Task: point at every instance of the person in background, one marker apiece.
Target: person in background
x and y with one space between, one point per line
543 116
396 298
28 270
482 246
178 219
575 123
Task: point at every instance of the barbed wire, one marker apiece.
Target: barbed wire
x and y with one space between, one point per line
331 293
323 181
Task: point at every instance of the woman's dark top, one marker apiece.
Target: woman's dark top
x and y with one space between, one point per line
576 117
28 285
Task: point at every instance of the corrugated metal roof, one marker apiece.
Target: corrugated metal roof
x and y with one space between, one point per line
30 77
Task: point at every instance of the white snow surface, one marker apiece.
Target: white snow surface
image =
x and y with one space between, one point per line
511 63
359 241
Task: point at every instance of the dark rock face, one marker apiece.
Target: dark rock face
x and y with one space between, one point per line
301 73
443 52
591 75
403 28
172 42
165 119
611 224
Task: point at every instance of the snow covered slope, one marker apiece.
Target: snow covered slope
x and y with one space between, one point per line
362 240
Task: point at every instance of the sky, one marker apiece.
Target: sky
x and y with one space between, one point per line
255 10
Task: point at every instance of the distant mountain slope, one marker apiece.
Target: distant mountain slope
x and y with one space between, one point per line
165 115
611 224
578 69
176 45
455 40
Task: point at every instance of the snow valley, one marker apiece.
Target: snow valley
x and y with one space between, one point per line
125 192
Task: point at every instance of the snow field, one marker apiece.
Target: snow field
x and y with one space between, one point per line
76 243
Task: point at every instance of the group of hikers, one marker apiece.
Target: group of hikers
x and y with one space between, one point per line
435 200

▶ What you will do
Can you copy out, word for word, every line from the one containing "Task: point at every instance of the dark" through the last line of the rows?

▶ Right answer
Task: point at every instance of the dark rock face, one marker apiece.
Target: dark rock face
x and y with one space between, one point per line
301 73
443 52
591 75
403 28
172 42
165 119
611 224
Task: point at every instance of the snow covered slope, one marker apiece.
Target: snow covered slope
x and y with one space between, one point per line
362 240
Task: point at every instance of the sky, one marker apiece.
Target: sky
x and y with one space between, one point per line
255 10
Task: point at every instance of the distant mountain slope, one marker apiece.
Target: distant mountain slope
x and y with one space between, one point per line
165 115
611 224
578 69
176 45
455 40
Task: point at every instance of the snow valley, one marker apiece.
Target: snow valley
x and y with one space between, one point per line
125 192
Task: point at every instance of the snow field, one marker apiece.
Target: snow field
x and y with one space between, one point per line
76 243
Task: point at every instance of the group of hikers, one marker apiece.
Target: group of hikers
x and y with one space between, one point per line
435 200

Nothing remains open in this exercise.